## Begin
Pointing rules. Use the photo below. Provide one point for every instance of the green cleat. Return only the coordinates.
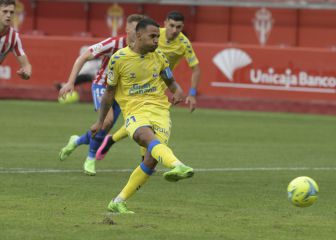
(119, 207)
(69, 148)
(178, 173)
(90, 166)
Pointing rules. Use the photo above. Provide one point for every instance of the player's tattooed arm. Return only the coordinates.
(172, 85)
(105, 105)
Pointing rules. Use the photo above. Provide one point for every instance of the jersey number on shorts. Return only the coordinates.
(128, 120)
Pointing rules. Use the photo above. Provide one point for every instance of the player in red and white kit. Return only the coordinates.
(104, 49)
(10, 40)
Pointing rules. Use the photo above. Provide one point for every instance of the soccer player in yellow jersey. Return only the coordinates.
(175, 45)
(137, 78)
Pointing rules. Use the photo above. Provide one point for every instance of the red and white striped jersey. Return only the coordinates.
(10, 41)
(106, 49)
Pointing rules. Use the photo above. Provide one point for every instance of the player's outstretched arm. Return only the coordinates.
(105, 106)
(80, 61)
(172, 85)
(195, 79)
(25, 70)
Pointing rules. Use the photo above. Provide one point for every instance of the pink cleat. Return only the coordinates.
(104, 147)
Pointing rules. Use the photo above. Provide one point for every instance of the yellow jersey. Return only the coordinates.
(176, 49)
(137, 79)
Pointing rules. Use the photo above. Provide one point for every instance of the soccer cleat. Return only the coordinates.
(90, 166)
(178, 173)
(69, 148)
(119, 207)
(104, 147)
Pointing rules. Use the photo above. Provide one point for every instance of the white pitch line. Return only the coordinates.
(35, 170)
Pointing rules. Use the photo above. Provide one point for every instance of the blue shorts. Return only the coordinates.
(97, 94)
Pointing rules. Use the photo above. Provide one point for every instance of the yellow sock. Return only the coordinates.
(120, 134)
(164, 155)
(136, 180)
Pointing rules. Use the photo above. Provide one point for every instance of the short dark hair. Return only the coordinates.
(146, 22)
(135, 18)
(176, 16)
(7, 2)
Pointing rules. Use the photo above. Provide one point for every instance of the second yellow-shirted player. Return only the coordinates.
(175, 46)
(138, 77)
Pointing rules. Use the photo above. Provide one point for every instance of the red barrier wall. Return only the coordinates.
(213, 24)
(251, 76)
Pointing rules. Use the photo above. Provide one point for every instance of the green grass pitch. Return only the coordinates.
(243, 162)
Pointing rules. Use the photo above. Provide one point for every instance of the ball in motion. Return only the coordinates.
(302, 191)
(69, 98)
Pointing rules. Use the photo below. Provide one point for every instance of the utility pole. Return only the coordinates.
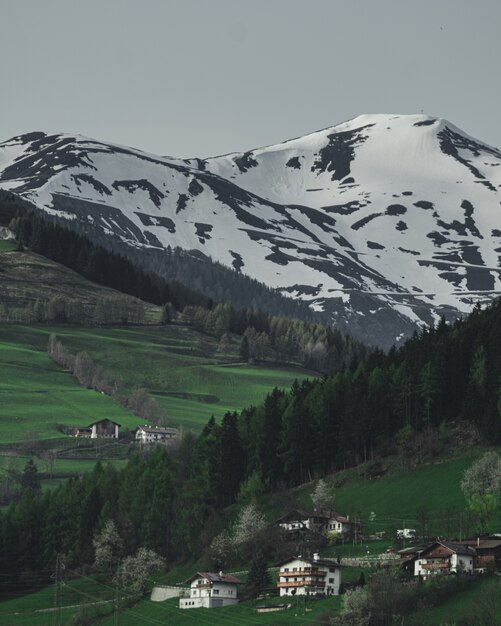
(58, 591)
(117, 595)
## End
• **What to produce**: Exact duplication of all the records is required; pictures are omitted from the copy.

• **Full answer**:
Pointing rules. Use the photo below. Provide one point for every instance of the green cleat. Return only the coordinates.
(119, 207)
(69, 148)
(178, 173)
(90, 166)
Pointing rules. Use the photo above. Provide one point for every instance of the player's tattooed arm. Return only the coordinates.
(172, 85)
(105, 105)
Pointing rules. Use the photo above. Provide one point for every instance of the jersey number on shorts. Return only the coordinates.
(128, 120)
Pointing rules. Use the photo above. Provide one point for every instance of the player in red and white kit. Return only the coordinates.
(104, 49)
(10, 40)
Pointing rules. Use the photo above. Provide one point for every instance of the soccer player in yellow jersey. Return only the coordinates.
(175, 45)
(137, 78)
Pointing rules. Use the photo above. Provide one point for every instance of the red and white striped jersey. Return only the coordinates.
(10, 41)
(106, 49)
Pointing rules. Use the photo above. Provide one point for every instance of the player's outstretched arm. Return only the coordinates.
(105, 106)
(80, 61)
(172, 85)
(195, 79)
(25, 70)
Pointing rules. Use the photo above. Provide one point for every instance of the pink cleat. Return only the coordinates.
(104, 147)
Pointing rules. Use the photo above. Provide one point for every instance of the yellow jersey. Return only the coordinates.
(176, 49)
(137, 79)
Pointing rules. Use the photo above. Provide one point for every instance of the soccer cleat. Return only the coordinates.
(90, 166)
(178, 173)
(69, 148)
(119, 207)
(104, 147)
Pointing rules. Use the photo above. Provide one point for every instance of the white pitch line. Return only the coordinates.
(35, 170)
Pointing rules. Use the photo above. Provide one point for every instance of the blue shorts. Return only the coordinates.
(97, 94)
Pointing rules. Use the photo above. Provide one point for every instance of the yellow sock. Return only the coordinates.
(120, 134)
(164, 155)
(136, 180)
Pointing rules. Use the photo above. Provide one point for every instance of the short dark hair. Return only the coordinates.
(146, 22)
(135, 18)
(176, 16)
(7, 2)
Pointing rules. Use the photo above. Provide one point for every instance of the second yellow-shirted player. Return only the coordinates.
(175, 46)
(138, 77)
Pointing rules. Use the photo above. Provide one point for every instance of the red barrier wall. Return only the coordinates.
(213, 24)
(251, 76)
Pointing rules. Use the photo above. Provide one point for every instance of the green grass pitch. Return only the coordinates.
(243, 162)
Pointing rules. Use the photo above. Provide one point for every instance of the ball in motion. Return only the coordinates.
(302, 191)
(69, 98)
Pointing rules. Use the photo below. Provide one point for every instance of the utility pole. Return only the coordinates.
(58, 591)
(117, 595)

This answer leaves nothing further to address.